Stated goal » Count the lines in the records below that contain the word "prairie". Reply with the number only.

##### Data records

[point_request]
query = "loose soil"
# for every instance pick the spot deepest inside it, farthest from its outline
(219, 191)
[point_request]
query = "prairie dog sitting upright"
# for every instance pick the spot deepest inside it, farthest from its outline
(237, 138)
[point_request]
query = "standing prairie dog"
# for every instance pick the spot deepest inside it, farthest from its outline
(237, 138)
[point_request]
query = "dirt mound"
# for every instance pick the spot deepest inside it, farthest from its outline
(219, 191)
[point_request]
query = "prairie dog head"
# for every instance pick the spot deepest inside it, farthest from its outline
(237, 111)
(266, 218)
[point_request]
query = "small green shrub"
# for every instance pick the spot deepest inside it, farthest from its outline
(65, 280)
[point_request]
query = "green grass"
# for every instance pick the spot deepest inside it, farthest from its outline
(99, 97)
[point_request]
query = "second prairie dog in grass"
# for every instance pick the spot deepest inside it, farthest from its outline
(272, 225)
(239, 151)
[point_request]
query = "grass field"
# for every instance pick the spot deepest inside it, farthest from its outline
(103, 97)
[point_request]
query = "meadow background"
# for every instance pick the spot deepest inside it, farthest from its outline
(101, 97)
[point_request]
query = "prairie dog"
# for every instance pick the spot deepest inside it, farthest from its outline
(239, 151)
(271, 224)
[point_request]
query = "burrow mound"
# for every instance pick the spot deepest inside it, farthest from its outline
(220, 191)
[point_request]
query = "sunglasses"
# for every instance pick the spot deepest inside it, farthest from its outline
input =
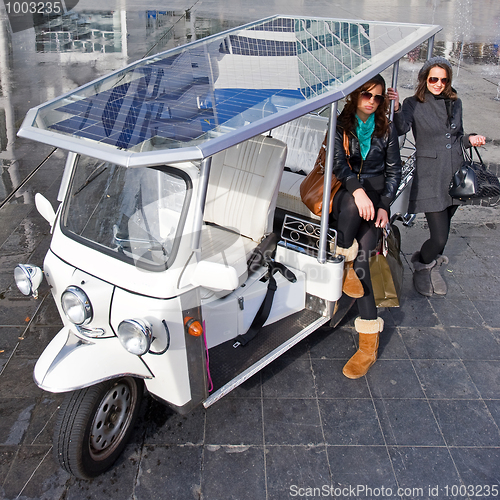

##########

Output » 5